Records for the exercise:
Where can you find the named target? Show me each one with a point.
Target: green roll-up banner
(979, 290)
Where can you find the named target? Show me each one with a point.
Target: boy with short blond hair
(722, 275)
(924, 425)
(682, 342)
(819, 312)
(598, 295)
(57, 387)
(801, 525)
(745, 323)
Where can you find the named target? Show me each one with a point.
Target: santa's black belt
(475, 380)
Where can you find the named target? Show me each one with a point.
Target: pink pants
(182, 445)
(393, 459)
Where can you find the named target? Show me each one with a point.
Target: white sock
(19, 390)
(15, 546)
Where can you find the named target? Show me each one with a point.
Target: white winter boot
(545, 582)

Directive: Please recast the material above as a JSON list of strings, one string for each line, with blank lines left out.

Final answer:
[
  "Where can you find the named target? Show me each one with a point.",
  "Target: green roll-up banner",
  "(979, 290)",
  "Where can you find the named target? Show me each one with a point.",
  "Target: boy with short blond hair",
  "(722, 275)",
  "(924, 425)",
  "(682, 342)",
  "(819, 312)",
  "(598, 295)",
  "(57, 387)",
  "(801, 525)",
  "(745, 323)",
  "Where can you find the named target? Show me each one with a point.",
  "Target: santa's black belt",
  "(475, 380)",
  "Where can you find the named target? Show me each one with a point.",
  "Target: pink pants",
  "(182, 445)",
  "(393, 459)",
  "Where can you find the named target? Show me each one with a point.",
  "Target: white sock",
  "(19, 390)",
  "(15, 546)",
  "Where can you find the named target? Show me each one with a point.",
  "Target: white winter boot",
  "(545, 582)"
]